Document text ::

--------------------------------------------------

# Shotgun Issue



## glenway (Mar 27, 2011)

When I recently shot ducks for the local retriever club, I found that my Browing Silver shotgun had become sticky to the touch. Couldn't clean it off, because the Duratouch finish was disintegrating!

Found out that the finish failure had created a class-action lawsuit and because of it, the gun's going in for treatment today- whatever that means.

In the meantime, I am considering replacing the gun, because I believe it malfunctions too fast when it gets shot a bit. Powder residue is the culprit and some tolerances seem just too tight to keep the semi-auto functioning.

Any suggestions in a semi-auto 12-gauge scattergun?


----------



## Dang Dawg (Jan 14, 2013)

https://www.stoegerindustries.com/m3500-shotgun

M3500 Stoeger


----------



## kiyote (Jun 15, 2014)

I have never been a semi auto guy my ruger red label o/u is my go to on most hunts but my brother loves his baretta a300 .

I have shot it and it is a nice gun. never seen him have any issues with it


----------



## glenway (Mar 27, 2011)

--------------------------------------------------

Requirement A :: In the shotgun thread, why is glenway considering replacing the gun? Answer in one to three sentences.
Requirement B :: Rewrite the part of the shotgun thread that opens with the words containing "# Shotgun Issue" and closes with "the semi-auto functioning.", substituting "geese" for "ducks".
The data is not required for this work.

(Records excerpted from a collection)
--------------------------------------------------

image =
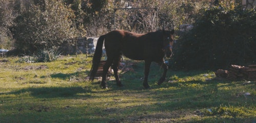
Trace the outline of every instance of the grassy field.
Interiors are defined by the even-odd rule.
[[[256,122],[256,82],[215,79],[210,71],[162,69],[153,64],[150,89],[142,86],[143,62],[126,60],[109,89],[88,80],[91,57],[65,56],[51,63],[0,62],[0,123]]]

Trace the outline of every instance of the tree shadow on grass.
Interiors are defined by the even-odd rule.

--------------------------------------------------

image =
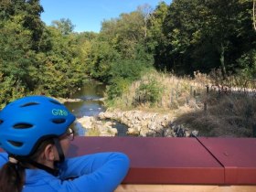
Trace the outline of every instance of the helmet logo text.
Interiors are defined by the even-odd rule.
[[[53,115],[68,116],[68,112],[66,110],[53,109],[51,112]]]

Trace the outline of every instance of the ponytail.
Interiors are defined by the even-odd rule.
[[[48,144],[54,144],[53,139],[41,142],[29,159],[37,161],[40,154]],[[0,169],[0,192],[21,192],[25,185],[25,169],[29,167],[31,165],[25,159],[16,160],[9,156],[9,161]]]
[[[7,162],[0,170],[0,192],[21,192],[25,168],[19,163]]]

--------------------------------------------------

Correct answer A :: Glenway believes the gun malfunctions too fast once it has been shot a bit. Powder residue is the culprit, and some tolerances seem too tight to keep the semi-auto functioning.

Correct answer B ::
# Shotgun Issue



## glenway (Mar 27, 2011)

When I recently shot geese for the local retriever club, I found that my Browing Silver shotgun had become sticky to the touch. Couldn't clean it off, because the Duratouch finish was disintegrating!

Found out that the finish failure had created a class-action lawsuit and because of it, the gun's going in for treatment today- whatever that means.

In the meantime, I am considering replacing the gun, because I believe it malfunctions too fast when it gets shot a bit. Powder residue is the culprit and some tolerances seem just too tight to keep the semi-auto functioning.